<<<<

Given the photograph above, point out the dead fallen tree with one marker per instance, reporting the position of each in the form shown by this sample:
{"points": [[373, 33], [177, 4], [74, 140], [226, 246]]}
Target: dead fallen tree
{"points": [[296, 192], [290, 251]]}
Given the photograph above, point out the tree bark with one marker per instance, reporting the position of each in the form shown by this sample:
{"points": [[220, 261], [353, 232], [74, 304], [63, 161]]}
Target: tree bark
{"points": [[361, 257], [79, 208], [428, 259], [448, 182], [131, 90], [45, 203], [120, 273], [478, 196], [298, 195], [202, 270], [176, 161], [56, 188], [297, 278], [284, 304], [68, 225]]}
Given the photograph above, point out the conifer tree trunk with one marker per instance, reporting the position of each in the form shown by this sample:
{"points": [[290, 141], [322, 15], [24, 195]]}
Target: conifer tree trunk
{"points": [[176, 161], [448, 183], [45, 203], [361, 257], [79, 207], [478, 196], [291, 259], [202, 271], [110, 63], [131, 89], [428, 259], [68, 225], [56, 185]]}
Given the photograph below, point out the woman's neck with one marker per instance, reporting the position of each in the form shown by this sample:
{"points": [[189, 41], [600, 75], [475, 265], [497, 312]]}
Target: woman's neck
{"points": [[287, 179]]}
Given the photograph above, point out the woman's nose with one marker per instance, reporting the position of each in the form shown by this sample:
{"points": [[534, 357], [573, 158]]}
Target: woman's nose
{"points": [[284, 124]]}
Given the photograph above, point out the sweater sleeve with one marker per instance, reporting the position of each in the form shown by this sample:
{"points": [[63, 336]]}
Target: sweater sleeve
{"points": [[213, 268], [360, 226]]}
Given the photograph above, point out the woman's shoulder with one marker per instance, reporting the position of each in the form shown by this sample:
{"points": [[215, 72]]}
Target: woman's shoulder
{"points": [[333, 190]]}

>>>>

### [Given task]
Give a word-for-word copy of the records.

### [Task result]
Given the photograph above, point out the dead fallen tree with one marker per instance, reporting the position of each in the form shown by this sample:
{"points": [[373, 33], [177, 4], [74, 140], [226, 246]]}
Target: dead fallen tree
{"points": [[296, 192], [290, 251]]}
Given the photograph above, point out the tree bark with one marker per instance, reporting the position of each in the form shown by this sample:
{"points": [[220, 261], [353, 232], [74, 304], [63, 161]]}
Target: tree bark
{"points": [[361, 257], [79, 208], [428, 259], [448, 182], [131, 90], [45, 203], [120, 273], [478, 196], [298, 195], [202, 270], [176, 161], [56, 188], [297, 278], [284, 304], [68, 225]]}
Given the photograph above, point out the conifer tree trunk with one marker per instance, reporting the position of each in the form shown by this sample:
{"points": [[290, 141], [322, 15], [24, 195]]}
Target: conifer tree trunk
{"points": [[176, 161], [448, 183], [45, 203], [361, 257], [79, 207], [478, 196], [291, 259], [202, 271], [110, 63], [131, 89], [428, 259], [68, 225], [56, 185]]}
Given the photograph below, point out the woman's neck with one marker per instance, reporting the position of each in the form shown by this sample:
{"points": [[189, 41], [600, 75], [475, 265], [497, 312]]}
Target: woman's neck
{"points": [[287, 179]]}
Given the photograph above, point out the woman's nose with one marker per instance, reporting the position of each in the form shown by this sample:
{"points": [[534, 357], [573, 158]]}
Target: woman's nose
{"points": [[284, 124]]}
Given the photograph above, point out the sweater sleeve with one marker per instance, reporting the position of each in the form shown by this sample:
{"points": [[63, 336]]}
Target: sweater sleeve
{"points": [[213, 268], [360, 226]]}
Given the photograph above, point out the woman's shoulder with one marker per instance, reporting the position of each in the form shown by this sample:
{"points": [[215, 72]]}
Target: woman's shoulder
{"points": [[333, 190]]}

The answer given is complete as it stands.